### Set exercise 1
Scale the bounding-box rows that follow the Brexit article below. Reproduce every row in full, requests included, multiplying each corner coordinate in the answers by 1.95 and rounding to whole numbers with halves rounded up.

### Page
--------------------

You should consider whether you understand how CFDs work and whether you can afford to take the high risk of losing your money.

What are the implications of Mrs May’s latest Brexit defeat?

The Government has lost the latest (second) vote on Theresa May’s Withdrawal Agreement. Voting for the deal 242 versus 391 voting against means a defeat of 149. This was an improvement on the 230 seat defeat in January (202 for versus 432 against) but still a pretty sizeable defeat for the Government (albeit a slightly better defeat than perhaps had been feared). What does this defeat for Mrs May’s Brexit deal mean for Brexit, the Prime Minister and sterling?

Brexit Mrs May

So, what has happened to bring us here? There were no changes to the Withdrawal Agreement in the end, but what Mrs May brought back with her from her last minute trip to Strasbourg was a “Joint Interpretive Instrument” which was an agreement between the EU and UK that the backstop would only be temporary. However, today, despite the Prime Minister believing the necessary changes had been made to her deal, her Attorney General, Geoffrey Cox, admitted that the legal interpretation of the Irish Backstop achieved “remains unchanged”. The only notable change was that if the subsequent talks with the EU broke down due to “bad faith” then the UK’s position to leave of its own volition would be strengthened. The key points of Cox’s interpretation are below. There is a “reduced risk” of the UK being trapped in the backstop, but this is not good enough for some MPs to accept the deal.

But Cox’s final point of the interpretation has been the key sticking point that many of the harder Brexiteers on the Conservative benches, whilst Mrs May’s confidence and supply partners, the Democratic Unionist Party have also voted against her.

--------------------

### Material to process

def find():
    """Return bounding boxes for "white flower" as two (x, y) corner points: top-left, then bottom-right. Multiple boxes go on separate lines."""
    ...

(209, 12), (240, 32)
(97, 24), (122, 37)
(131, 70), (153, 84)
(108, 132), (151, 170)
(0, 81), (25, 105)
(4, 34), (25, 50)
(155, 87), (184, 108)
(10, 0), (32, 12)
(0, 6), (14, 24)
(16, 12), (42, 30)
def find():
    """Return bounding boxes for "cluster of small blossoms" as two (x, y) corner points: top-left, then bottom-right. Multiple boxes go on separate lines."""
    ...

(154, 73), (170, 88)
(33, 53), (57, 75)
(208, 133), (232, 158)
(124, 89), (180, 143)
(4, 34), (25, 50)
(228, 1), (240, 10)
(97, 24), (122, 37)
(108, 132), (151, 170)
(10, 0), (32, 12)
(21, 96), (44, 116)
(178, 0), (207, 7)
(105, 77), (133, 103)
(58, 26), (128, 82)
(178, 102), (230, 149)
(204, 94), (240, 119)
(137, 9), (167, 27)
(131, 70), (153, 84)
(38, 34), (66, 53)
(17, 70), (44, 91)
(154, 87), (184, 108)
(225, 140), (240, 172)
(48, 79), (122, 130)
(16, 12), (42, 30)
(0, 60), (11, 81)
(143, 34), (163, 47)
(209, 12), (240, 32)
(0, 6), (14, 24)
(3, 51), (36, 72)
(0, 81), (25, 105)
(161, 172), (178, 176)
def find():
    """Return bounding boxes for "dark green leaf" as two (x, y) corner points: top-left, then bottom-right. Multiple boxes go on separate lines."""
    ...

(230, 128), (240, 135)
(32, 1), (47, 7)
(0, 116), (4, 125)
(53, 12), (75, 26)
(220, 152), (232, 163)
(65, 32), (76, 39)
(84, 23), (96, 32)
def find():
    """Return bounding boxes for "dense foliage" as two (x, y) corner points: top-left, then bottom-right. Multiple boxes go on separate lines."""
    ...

--------------------

### Set exercise 2
Reproduce the Brexit article above word for word, from "You should consider" to "Minister and sterling?".

### Finished answer 1
def find():
    """Return bounding boxes for "white flower" as two (x, y) corner points: top-left, then bottom-right. Multiple boxes go on separate lines."""
    ...

(408, 23), (468, 62)
(189, 47), (238, 72)
(255, 137), (298, 164)
(211, 257), (294, 332)
(0, 158), (49, 205)
(8, 66), (49, 98)
(302, 170), (359, 211)
(20, 0), (62, 23)
(0, 12), (27, 47)
(31, 23), (82, 59)
def find():
    """Return bounding boxes for "cluster of small blossoms" as two (x, y) corner points: top-left, then bottom-right. Multiple boxes go on separate lines."""
    ...

(300, 142), (332, 172)
(64, 103), (111, 146)
(406, 259), (452, 308)
(242, 174), (351, 279)
(8, 66), (49, 98)
(445, 2), (468, 20)
(189, 47), (238, 72)
(211, 257), (294, 332)
(20, 0), (62, 23)
(41, 187), (86, 226)
(347, 0), (404, 14)
(205, 150), (259, 201)
(113, 51), (250, 160)
(347, 199), (449, 291)
(398, 183), (468, 232)
(267, 18), (326, 53)
(255, 137), (298, 164)
(74, 66), (129, 103)
(33, 137), (86, 177)
(300, 170), (359, 211)
(439, 273), (468, 335)
(94, 154), (238, 254)
(31, 23), (82, 59)
(0, 117), (21, 158)
(279, 66), (318, 92)
(408, 23), (468, 62)
(0, 12), (27, 47)
(6, 99), (70, 140)
(0, 158), (49, 205)
(314, 335), (347, 343)
def find():
    """Return bounding boxes for "dark green leaf" as two (x, y) corner points: top-left, then bottom-right. Multiple boxes go on separate lines."""
    ...

(449, 250), (468, 263)
(62, 2), (92, 14)
(0, 226), (8, 244)
(103, 23), (146, 51)
(429, 296), (452, 318)
(127, 62), (148, 76)
(164, 45), (187, 62)
def find():
    """Return bounding boxes for "dense foliage" as two (x, y) corner points: top-left, then bottom-right. Multiple boxes go on separate lines."""
    ...

### Finished answer 2
You should consider whether you understand how CFDs work and whether you can afford to take the high risk of losing your money.

What are the implications of Mrs May’s latest Brexit defeat?

The Government has lost the latest (second) vote on Theresa May’s Withdrawal Agreement. Voting for the deal 242 versus 391 voting against means a defeat of 149. This was an improvement on the 230 seat defeat in January (202 for versus 432 against) but still a pretty sizeable defeat for the Government (albeit a slightly better defeat than perhaps had been feared). What does this defeat for Mrs May’s Brexit deal mean for Brexit, the Prime Minister and sterling?